Consonant Phonemes[11]
Biliabial Labial-dental Alveolar Palato-alveolar Palatal Velar Glottal
Plosive p b t d k g ʔ
Fricative f v s z ʃ h hʲ
Affricate t͡ʃ d͡ʒ
Nasal m n ɲ ŋ
Flapped ɾ
Lateral l
Approximants w j

Phonemes to the left of a cell are voiceless while phonemes to the right are voiced with the exception of the glottal fricatives which are both voiceless.

The information from the chart above was collected from the most recent research done on the consonants of Koro. However, there are a few discrepancies of information between recent research and past research.

**RAW DATA**

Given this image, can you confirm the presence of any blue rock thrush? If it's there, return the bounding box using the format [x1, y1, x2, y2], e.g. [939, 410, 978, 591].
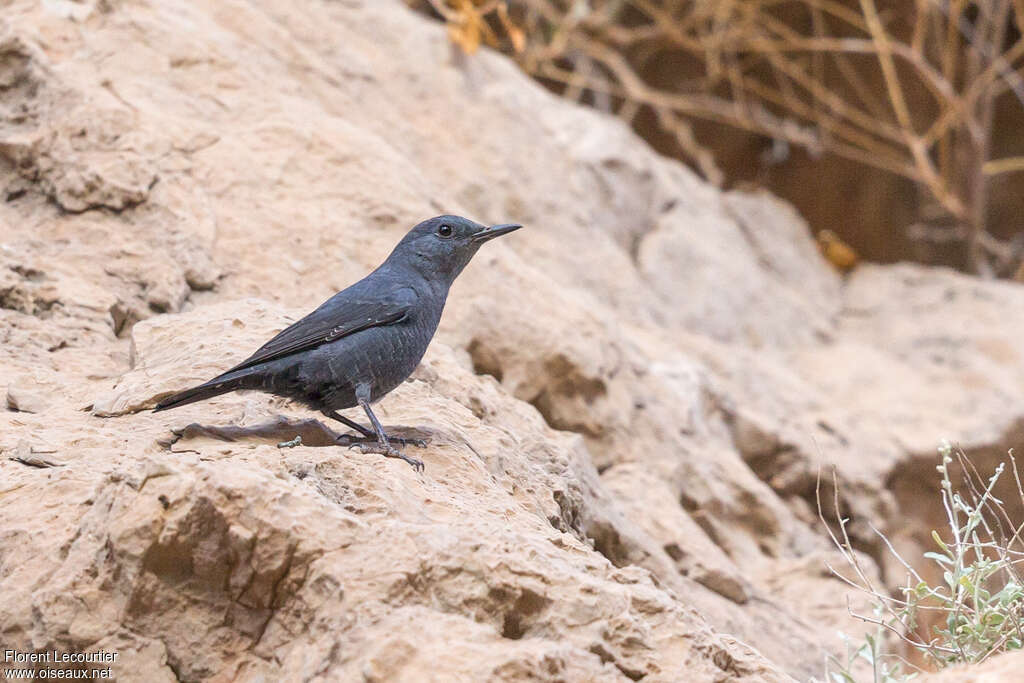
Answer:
[155, 216, 521, 470]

**EXERCISE OBJECTIVE**
Reproduce the Koro consonant passage in full, word for word, without changing anything.

**SOLUTION FOR THIS EXERCISE**
Consonant Phonemes[11]
Biliabial Labial-dental Alveolar Palato-alveolar Palatal Velar Glottal
Plosive p b t d k g ʔ
Fricative f v s z ʃ h hʲ
Affricate t͡ʃ d͡ʒ
Nasal m n ɲ ŋ
Flapped ɾ
Lateral l
Approximants w j

Phonemes to the left of a cell are voiceless while phonemes to the right are voiced with the exception of the glottal fricatives which are both voiceless.

The information from the chart above was collected from the most recent research done on the consonants of Koro. However, there are a few discrepancies of information between recent research and past research.